Source extract =
Photo Bridget Aleshire
Our Eat-All Greens are still alive, if not exactly thriving. The peas have been harvested to death; the kohlrabi, beets and chards are never going to amount to anything; some of the more tender Asian mustard greens are showing some frost damage.
On 12/10 we made one last crew foray to harvest – not greens, but roots! I’d noticed in the wet mild weather of late November the radishes and turnips had fattened up. We can always use a few more turnips, I thought. Plus, I was inspired by the quick-pickle radishes we’d had recently. See sustainexistence – sustainable sustenance for our existence, the local foodie blog written by one of my fellow Twin Oakers.
As we were harvesting the two and a half buckets of radishes, someone came by who said he was planning to pickle radishes, so I told him we’d keep him busy! (Actually, ten days later, there are many left to deal within the walk-in cooler.) The daikons predictably did well, as they are a fall crop. Other good varieties included Crimson Giant, which I picked up at a seed swap, and White Icicle. Sparkler (a small radish was unsurprisingly tough and woody at this overgrown stage.
We also pulled a 5-gallon bucket of delectable small turnips, including some rather pretty Mezza Lunga Bianca Colletto Viola from Seeds from Italy.
Meanwhile we have been working on our garden planning for next year. Back in 1996 we devised a 10-plot crop rotation, which has generally served us very well for 19 years. The first few years we tweaked it a bit, but we haven’t needed major changes. You can see our pinwheel rotation plan in my book Sustainable Market Farming and in my slideshow Crop Rotations for Vegetables and Cover Crops on SlideShare.net.
Here you can see the original card version, complete with modifications. The central card disk is fastened with one of those brass-legged paperclips and can be turned one notch each year.

The bit we want to change is the fast-turnaround where the spring potatoes are followed by the fall broccoli and cabbage. This has worked well in terms of getting high usage from our land, and freeing up one plot in ten to be Green Fallow (all-year cover crops). We did that by undersowing the fall brassicas with clover about a month after transplanting, and then letting the clovers grow for a year and a half before disking in. The difficulties with such a fast turnaround in July are
- If we have a wet spring, and we plant the potatoes late, we have to terminate them early (by mowing the tops) and the yield isn’t as good as it might have been. Climate change suggests we might be in for more wet springs, and with El Nino upon us, this is a good time to switch.
- If the weather doesn’t co-operate in July, the soil might be too wet to harvest the potatoes when we want to, and too wet to disk in preparation for the transplanting. We need to build more climate resilience into our rotation!
- July is stressful enough – it’s hot and humid, people are taking their turn at having a vacation.

Stored records =
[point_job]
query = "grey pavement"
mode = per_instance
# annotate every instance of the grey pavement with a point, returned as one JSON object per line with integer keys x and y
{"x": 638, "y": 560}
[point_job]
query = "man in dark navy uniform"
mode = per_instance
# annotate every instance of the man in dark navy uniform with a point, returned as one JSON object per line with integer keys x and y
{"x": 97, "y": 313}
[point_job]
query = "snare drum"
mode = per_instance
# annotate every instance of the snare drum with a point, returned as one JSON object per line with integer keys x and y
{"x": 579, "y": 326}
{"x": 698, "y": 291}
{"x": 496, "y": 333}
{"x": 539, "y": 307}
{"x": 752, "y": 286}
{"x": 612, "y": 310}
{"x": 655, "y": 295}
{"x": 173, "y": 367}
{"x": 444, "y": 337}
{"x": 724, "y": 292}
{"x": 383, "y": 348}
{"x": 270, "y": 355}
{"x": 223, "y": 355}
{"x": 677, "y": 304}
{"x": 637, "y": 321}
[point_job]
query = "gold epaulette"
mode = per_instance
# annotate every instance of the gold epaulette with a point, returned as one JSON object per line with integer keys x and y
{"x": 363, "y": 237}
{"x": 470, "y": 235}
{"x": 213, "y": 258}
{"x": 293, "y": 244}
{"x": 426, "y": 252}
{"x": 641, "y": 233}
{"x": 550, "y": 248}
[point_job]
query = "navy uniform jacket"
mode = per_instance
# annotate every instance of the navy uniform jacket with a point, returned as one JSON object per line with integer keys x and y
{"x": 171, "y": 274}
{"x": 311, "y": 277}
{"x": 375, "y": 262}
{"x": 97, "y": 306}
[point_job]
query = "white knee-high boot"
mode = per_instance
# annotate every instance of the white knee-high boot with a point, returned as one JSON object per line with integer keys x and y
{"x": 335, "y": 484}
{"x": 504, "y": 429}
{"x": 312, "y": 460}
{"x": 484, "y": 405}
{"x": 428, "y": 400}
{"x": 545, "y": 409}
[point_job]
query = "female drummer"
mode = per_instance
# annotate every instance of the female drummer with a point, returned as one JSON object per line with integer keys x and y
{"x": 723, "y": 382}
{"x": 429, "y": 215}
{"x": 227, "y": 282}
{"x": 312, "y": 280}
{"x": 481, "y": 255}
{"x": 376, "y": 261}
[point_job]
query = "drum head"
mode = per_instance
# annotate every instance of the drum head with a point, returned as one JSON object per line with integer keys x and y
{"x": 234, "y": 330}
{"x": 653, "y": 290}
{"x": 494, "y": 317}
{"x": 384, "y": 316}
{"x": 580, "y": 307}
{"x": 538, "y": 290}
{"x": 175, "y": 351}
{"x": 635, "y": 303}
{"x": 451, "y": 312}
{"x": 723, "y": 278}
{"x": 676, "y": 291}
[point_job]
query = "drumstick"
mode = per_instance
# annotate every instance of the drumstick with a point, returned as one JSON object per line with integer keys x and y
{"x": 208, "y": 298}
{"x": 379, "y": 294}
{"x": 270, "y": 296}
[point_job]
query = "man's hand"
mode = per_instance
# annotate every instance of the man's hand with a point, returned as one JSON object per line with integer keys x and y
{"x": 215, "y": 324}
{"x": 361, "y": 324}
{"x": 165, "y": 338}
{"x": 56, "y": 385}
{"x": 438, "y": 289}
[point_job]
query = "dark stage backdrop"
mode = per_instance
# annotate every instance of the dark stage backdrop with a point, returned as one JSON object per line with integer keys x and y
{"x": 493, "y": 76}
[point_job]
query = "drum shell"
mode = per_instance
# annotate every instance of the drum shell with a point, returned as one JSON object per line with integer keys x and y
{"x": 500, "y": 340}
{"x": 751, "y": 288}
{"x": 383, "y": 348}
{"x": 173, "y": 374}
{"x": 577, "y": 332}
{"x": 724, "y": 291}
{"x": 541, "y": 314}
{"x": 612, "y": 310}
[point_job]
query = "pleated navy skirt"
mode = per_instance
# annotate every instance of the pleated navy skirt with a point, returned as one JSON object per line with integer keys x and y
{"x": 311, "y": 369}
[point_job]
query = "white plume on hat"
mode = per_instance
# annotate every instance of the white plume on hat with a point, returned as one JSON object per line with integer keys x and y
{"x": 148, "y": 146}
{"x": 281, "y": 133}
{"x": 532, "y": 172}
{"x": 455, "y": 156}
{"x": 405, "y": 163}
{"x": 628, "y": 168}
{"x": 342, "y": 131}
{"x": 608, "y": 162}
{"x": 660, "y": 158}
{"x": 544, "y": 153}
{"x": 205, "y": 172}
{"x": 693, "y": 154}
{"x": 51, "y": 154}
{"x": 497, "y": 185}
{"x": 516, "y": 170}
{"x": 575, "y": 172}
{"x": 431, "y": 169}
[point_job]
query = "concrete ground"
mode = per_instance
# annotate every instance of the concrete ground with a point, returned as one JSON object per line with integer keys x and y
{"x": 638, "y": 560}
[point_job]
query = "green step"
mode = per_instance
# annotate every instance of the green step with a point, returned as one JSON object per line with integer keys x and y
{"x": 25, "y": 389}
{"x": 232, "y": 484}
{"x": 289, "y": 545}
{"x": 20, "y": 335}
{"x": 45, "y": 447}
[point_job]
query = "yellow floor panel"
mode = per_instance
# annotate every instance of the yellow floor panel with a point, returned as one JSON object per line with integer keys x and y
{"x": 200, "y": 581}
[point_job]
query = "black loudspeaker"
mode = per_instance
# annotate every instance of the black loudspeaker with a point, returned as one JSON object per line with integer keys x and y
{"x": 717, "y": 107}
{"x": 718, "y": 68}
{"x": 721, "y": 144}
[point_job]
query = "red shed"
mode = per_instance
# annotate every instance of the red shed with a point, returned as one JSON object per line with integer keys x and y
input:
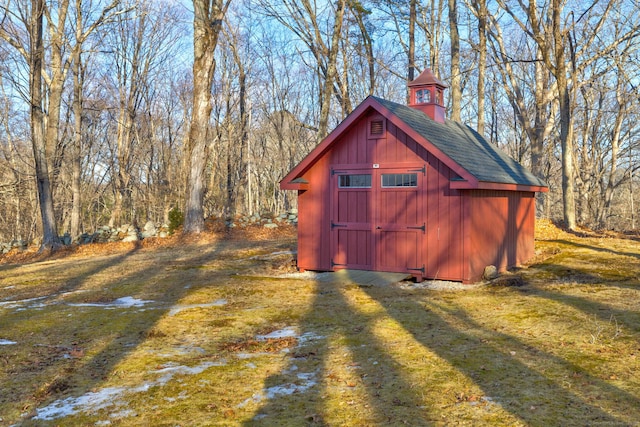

Work instructions =
Decide whether each statement below agrees with the garden post, answering yes or no and quoting the deciding words: (a) the crop rotation, devised in 1996, has ten plots; (b) the radish harvest filled five buckets; (c) the fall brassicas were undersown with clover about a month after transplanting.

Task solution =
(a) Yes: "Back in 1996 we devised a 10-plot crop rotation"
(b) No: "two and a half buckets of radishes"
(c) Yes: "undersowing the fall brassicas with clover about a month after transplanting"